Copy the lines from the first one through the line containing "[[110, 179]]", renaming "Query" to "Label" everywhere it appears and leaving everything else unchanged.

# Dataset records
>> Begin
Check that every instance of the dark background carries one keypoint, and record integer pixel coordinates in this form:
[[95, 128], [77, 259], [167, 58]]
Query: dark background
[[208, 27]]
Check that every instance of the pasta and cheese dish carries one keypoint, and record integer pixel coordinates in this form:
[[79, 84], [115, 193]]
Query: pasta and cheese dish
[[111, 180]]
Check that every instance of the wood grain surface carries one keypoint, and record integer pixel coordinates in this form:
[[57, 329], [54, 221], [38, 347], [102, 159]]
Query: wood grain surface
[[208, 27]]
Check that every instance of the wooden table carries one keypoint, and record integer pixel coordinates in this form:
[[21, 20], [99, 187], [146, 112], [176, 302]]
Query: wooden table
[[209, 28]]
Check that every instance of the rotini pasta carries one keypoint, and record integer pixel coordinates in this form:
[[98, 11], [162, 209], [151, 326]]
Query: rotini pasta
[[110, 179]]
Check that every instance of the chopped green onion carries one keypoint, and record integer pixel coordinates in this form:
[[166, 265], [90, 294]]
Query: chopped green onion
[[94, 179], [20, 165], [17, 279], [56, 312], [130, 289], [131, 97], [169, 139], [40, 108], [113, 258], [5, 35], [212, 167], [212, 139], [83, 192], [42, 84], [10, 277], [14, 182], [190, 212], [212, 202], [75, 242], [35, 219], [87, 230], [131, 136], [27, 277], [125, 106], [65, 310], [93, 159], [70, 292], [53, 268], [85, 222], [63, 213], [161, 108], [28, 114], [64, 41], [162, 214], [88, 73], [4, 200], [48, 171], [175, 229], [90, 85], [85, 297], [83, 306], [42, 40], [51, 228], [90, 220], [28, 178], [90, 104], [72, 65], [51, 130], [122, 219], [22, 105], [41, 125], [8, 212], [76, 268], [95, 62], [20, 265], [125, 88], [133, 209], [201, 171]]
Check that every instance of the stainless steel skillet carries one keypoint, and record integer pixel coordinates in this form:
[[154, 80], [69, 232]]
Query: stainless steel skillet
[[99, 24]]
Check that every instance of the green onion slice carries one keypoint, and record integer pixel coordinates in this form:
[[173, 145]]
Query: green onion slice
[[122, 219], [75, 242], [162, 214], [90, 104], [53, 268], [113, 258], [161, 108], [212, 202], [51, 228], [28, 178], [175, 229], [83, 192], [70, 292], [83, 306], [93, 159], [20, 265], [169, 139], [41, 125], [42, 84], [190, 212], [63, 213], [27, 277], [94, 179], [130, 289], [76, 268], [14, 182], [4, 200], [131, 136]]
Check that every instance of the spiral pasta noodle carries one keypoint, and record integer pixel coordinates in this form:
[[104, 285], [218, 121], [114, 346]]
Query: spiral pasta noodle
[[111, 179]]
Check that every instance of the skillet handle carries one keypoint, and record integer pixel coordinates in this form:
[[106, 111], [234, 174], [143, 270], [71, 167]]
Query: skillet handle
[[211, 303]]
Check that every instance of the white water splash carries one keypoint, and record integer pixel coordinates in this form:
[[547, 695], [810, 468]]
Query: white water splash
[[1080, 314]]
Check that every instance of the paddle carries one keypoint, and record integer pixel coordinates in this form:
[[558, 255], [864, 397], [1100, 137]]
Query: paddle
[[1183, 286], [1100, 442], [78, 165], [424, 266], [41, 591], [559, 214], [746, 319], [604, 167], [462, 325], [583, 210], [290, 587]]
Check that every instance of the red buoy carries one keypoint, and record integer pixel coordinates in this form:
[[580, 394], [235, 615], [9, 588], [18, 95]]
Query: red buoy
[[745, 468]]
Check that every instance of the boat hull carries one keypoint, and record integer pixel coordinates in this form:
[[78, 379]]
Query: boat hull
>> End
# The response
Check that every instance of the dark background carries one keypoint, and record integer pixel coordinates in this form:
[[95, 128], [77, 259], [167, 58]]
Label: dark background
[[208, 27]]
Check that every instance of the pasta and cheese dish carries one keypoint, and record integer pixel coordinates in this form:
[[79, 84], [115, 193]]
Label: pasta and cheese dish
[[111, 180]]
Check that every instance of the wood grain surface carries one keypoint, and record integer pixel coordinates in this form:
[[57, 329], [54, 221], [38, 347], [102, 159]]
Label: wood grain surface
[[208, 27]]
Check that every instance of the wooden table carries one keypoint, and record integer pixel coordinates in this form:
[[21, 20], [99, 187], [146, 112], [176, 302]]
Label: wooden table
[[209, 28]]
Check that every instance of the rotini pasta carries one keypoint, and record integer pixel coordinates in this form:
[[98, 11], [162, 209], [151, 326]]
Label: rotini pasta
[[110, 179]]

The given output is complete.